Scan the material for the word "basketball" and copy each line where it occurs.

== Records shown ==
::::::
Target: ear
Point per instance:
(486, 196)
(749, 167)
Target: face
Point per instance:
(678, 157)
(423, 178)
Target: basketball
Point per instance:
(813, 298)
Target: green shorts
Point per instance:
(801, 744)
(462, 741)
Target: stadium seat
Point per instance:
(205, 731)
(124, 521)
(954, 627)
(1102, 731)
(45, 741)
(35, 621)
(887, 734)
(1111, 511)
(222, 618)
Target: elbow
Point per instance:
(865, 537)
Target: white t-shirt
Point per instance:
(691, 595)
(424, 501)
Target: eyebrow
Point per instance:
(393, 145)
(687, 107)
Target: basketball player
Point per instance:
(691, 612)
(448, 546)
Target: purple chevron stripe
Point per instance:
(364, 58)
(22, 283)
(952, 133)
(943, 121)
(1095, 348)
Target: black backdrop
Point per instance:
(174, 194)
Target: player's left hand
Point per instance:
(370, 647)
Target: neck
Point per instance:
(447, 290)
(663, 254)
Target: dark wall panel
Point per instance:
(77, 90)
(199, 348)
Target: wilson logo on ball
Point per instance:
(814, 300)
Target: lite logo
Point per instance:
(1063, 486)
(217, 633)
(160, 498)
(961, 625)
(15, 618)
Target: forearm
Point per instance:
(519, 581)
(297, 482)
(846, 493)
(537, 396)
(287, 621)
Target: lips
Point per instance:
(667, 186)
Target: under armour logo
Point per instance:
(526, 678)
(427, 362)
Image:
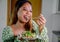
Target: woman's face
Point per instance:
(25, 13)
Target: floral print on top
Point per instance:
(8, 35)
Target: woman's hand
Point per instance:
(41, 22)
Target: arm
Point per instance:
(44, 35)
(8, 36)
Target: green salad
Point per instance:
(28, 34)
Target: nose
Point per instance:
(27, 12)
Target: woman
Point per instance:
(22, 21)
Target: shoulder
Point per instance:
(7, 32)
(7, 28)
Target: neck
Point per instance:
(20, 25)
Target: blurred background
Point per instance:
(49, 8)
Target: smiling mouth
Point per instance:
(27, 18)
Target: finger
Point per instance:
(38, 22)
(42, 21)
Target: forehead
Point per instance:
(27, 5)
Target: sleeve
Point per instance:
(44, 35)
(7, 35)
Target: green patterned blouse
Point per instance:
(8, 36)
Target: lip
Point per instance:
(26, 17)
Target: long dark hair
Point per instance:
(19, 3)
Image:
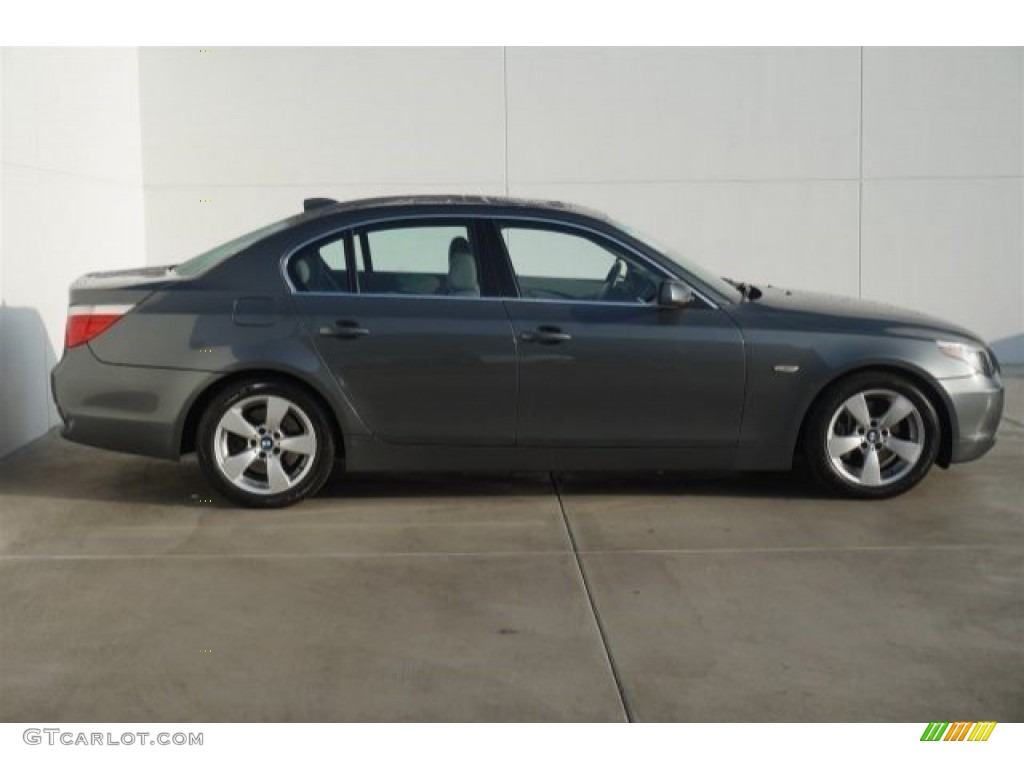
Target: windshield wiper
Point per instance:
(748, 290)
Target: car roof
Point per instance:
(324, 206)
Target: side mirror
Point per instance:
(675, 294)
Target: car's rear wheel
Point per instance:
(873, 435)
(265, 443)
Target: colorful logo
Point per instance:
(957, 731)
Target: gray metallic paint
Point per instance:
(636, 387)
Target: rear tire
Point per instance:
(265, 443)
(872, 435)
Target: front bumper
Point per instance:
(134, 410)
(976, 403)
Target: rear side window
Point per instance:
::::::
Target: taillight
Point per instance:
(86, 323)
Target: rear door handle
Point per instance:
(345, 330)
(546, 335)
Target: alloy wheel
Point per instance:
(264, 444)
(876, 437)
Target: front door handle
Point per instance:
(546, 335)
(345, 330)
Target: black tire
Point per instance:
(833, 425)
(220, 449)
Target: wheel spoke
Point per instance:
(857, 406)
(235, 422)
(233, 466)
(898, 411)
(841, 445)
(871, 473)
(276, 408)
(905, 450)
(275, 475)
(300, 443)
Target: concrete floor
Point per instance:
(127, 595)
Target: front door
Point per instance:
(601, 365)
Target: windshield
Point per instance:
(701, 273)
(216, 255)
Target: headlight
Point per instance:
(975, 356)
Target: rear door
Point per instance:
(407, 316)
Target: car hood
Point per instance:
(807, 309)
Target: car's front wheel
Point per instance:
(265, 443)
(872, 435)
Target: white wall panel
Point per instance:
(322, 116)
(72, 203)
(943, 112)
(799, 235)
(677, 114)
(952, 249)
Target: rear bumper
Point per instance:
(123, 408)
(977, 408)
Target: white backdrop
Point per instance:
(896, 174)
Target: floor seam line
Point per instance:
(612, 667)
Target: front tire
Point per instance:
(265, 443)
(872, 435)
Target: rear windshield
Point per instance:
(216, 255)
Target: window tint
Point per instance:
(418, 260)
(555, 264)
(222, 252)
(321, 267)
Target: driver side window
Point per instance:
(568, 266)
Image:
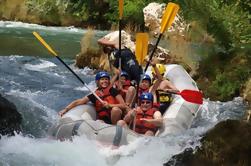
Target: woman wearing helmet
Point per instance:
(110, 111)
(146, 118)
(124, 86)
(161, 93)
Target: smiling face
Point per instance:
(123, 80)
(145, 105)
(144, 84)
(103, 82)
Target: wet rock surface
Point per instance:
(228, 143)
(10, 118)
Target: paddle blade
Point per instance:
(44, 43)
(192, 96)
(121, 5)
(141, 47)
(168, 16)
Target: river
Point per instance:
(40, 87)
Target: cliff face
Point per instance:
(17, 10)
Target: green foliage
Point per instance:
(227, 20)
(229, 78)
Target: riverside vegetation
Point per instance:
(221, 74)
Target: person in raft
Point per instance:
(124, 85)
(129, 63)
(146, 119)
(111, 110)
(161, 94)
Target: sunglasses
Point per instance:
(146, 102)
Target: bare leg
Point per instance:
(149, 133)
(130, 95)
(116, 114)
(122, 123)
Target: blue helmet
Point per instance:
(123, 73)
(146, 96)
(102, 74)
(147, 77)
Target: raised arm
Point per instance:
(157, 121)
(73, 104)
::::::
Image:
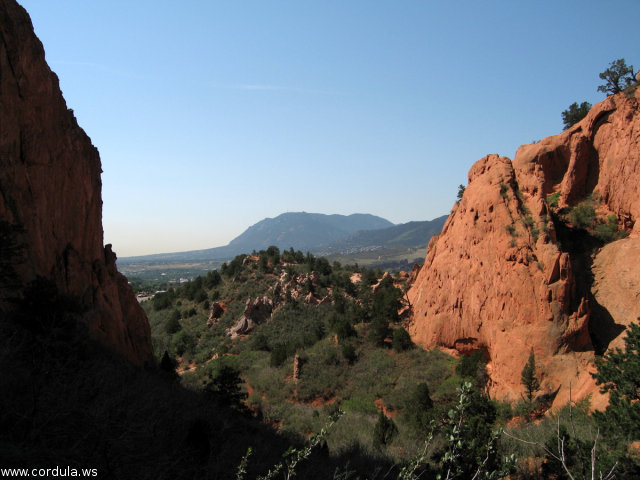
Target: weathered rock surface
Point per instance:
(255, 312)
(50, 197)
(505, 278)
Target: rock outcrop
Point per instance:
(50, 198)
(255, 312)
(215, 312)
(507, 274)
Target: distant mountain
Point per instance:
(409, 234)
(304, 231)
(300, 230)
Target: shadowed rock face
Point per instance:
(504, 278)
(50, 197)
::::::
== Task answer ==
Target: basketball
Target: basketball player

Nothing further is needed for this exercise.